(Beginning of Quoted passage)

THE HADES FACTOR will be familiar to long-time Ludlum readers. The protagonist, Lt. Colonel Jonathan Smith, M.D., faces a conspiracy of monumental proportions aided by only a few long-time acquaintances and a beautiful sidekick. Yet the Ludlum-Lynds tandem breathes new life into this somewhat stale framework. The result is a story that moves along fairly well (although too hastily at times) with much better character development than his most recent work (although one would like to see a little bit more of Smith's background, it will likely be covered later in the series). In particular, I very much enjoyed Martin Zellerbach, the computer genius with Asperger's Syndrome who I sincerely hope will make appearances in other Covert-One novels.

(End of Quoted passage)

Required action 1
Who is the protagonist, according to the review of THE HADES FACTOR?
Required action 2
Can you write out the review of THE HADES FACTOR starting with "THE HADES FACTOR" and going on through "other Covert-One novels.", substituting "partner" for "sidekick"?
Required action 3
Can you continue the review of THE HADES FACTOR from where it stops?

(Beginning of The data)

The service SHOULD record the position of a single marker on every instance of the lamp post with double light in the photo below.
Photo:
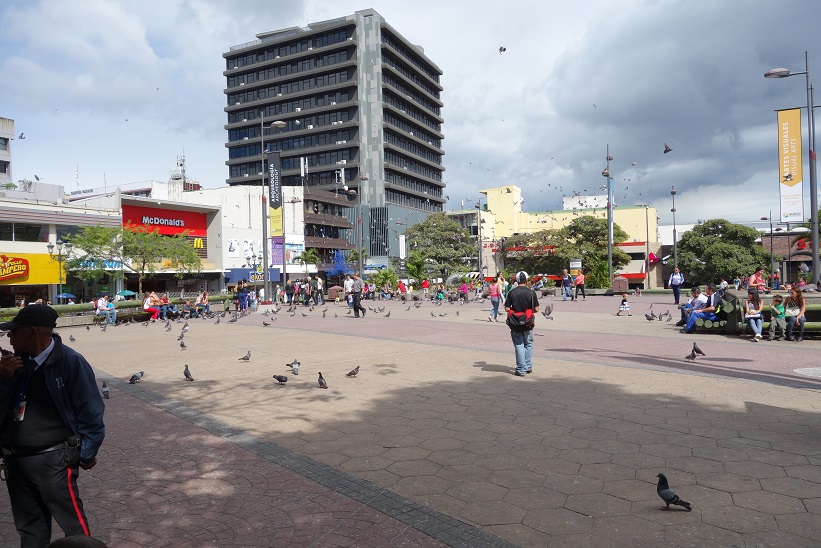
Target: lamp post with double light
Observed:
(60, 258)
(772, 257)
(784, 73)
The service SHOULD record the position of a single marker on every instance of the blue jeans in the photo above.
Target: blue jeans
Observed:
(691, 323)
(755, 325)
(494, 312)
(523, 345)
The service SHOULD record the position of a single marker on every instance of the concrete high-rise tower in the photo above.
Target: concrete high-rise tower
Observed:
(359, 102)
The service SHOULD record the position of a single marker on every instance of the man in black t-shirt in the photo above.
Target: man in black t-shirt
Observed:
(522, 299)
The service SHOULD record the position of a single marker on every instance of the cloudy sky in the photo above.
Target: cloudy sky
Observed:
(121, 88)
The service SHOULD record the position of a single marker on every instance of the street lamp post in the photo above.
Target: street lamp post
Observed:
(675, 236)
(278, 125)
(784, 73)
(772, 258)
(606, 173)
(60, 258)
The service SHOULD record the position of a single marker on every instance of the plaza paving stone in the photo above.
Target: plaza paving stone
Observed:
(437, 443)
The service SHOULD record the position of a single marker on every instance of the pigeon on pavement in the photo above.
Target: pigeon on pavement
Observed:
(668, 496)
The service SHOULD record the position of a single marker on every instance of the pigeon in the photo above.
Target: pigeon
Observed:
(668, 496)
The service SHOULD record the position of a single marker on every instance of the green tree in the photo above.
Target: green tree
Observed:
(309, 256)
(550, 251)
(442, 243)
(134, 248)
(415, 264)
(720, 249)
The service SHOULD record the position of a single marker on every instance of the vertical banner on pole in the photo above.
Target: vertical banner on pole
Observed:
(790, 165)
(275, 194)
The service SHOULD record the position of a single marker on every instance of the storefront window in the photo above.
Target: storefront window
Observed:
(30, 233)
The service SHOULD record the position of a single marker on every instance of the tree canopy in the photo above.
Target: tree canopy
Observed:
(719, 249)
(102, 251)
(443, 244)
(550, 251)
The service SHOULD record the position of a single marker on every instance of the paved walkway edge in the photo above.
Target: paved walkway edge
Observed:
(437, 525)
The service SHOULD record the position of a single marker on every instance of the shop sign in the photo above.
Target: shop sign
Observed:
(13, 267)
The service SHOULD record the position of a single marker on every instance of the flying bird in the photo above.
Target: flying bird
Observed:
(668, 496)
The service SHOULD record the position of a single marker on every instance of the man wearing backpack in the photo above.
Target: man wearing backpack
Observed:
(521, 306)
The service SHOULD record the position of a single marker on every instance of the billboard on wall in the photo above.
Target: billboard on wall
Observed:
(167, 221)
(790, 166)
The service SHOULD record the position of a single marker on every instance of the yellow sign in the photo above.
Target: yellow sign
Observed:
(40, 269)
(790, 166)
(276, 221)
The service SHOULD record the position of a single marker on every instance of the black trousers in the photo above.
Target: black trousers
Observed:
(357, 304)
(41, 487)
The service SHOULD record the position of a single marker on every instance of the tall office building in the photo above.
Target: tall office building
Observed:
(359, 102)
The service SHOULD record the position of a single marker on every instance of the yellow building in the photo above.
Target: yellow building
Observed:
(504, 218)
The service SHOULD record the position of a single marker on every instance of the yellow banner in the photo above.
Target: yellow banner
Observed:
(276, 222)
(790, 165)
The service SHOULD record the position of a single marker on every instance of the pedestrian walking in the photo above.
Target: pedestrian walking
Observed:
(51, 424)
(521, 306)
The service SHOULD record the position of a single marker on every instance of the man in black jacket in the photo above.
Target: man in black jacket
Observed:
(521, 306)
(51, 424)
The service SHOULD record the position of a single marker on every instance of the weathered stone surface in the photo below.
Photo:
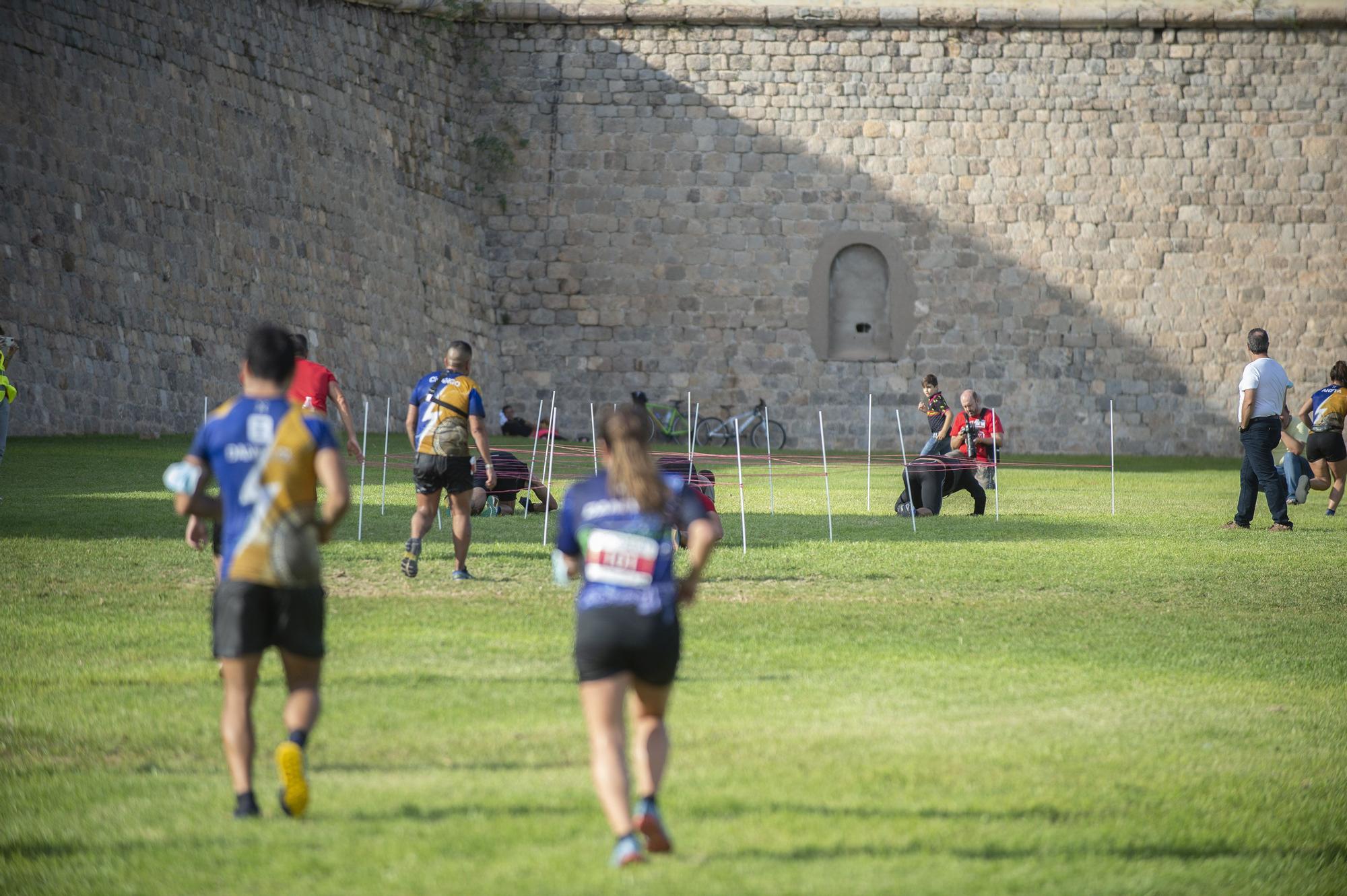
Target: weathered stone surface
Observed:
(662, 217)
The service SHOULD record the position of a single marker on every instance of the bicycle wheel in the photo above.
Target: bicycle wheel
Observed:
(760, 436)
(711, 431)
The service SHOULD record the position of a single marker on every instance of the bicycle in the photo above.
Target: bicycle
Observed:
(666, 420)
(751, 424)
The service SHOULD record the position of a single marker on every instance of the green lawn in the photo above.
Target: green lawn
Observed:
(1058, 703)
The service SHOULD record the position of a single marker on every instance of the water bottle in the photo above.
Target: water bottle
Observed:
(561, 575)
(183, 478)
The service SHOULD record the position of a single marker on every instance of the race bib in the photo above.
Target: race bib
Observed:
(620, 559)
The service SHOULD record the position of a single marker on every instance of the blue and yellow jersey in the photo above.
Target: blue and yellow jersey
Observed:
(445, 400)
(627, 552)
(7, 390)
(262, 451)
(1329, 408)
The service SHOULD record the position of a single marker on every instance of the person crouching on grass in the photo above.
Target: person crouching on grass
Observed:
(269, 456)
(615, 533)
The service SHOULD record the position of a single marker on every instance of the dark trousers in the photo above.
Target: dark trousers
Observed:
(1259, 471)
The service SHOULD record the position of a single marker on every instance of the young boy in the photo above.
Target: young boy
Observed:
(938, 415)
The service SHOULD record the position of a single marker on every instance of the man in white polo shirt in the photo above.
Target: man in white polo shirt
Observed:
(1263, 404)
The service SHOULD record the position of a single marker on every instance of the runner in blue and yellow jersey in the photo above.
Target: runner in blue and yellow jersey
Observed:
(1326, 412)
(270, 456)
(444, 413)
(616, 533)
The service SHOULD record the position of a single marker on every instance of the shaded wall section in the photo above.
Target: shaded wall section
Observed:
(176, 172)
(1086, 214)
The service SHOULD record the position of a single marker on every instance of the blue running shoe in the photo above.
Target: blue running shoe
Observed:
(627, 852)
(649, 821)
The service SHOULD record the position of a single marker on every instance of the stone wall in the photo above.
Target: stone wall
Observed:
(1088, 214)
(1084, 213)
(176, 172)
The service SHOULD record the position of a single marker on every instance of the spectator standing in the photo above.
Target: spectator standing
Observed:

(End of The data)

Answer space 1
Lt. Colonel Jonathan Smith, M.D.

Answer space 2
THE HADES FACTOR will be familiar to long-time Ludlum readers. The protagonist, Lt. Colonel Jonathan Smith, M.D., faces a conspiracy of monumental proportions aided by only a few long-time acquaintances and a beautiful partner. Yet the Ludlum-Lynds tandem breathes new life into this somewhat stale framework. The result is a story that moves along fairly well (although too hastily at times) with much better character development than his most recent work (although one would like to see a little bit more of Smith's background, it will likely be covered later in the series). In particular, I very much enjoyed Martin Zellerbach, the computer genius with Asperger's Syndrome who I sincerely hope will make appearances in other Covert-One novels.

Answer space 3
Unfortunately, the plot remains problematic. Indeed, THE HADES FACTOR's storyline is almost a mirror image of the most recent Tom Clancy offering, RAINBOW SIX. Without giving too much away, you have a killer virus sprung on the world with ulterior motives (profit this time, not ecological purity as in Clancy's novel). The derivative plot is not the only problem here, but the others are minor in comparison--for instance, the Zellerbach character is drawn a bit too cartoonish despite Ludlum and Lynds's best intentions, but again, this could be touched up in later books.

The book is obviously intended to be a jumping off point for a new series of books (all collaborations between Ludlum and other authors one suspects) a la Tom Clancy's OP CENTER. There is definite potential here for sequels, but let's hope that Ludlum and his future partners become more imaginative with their plotlines.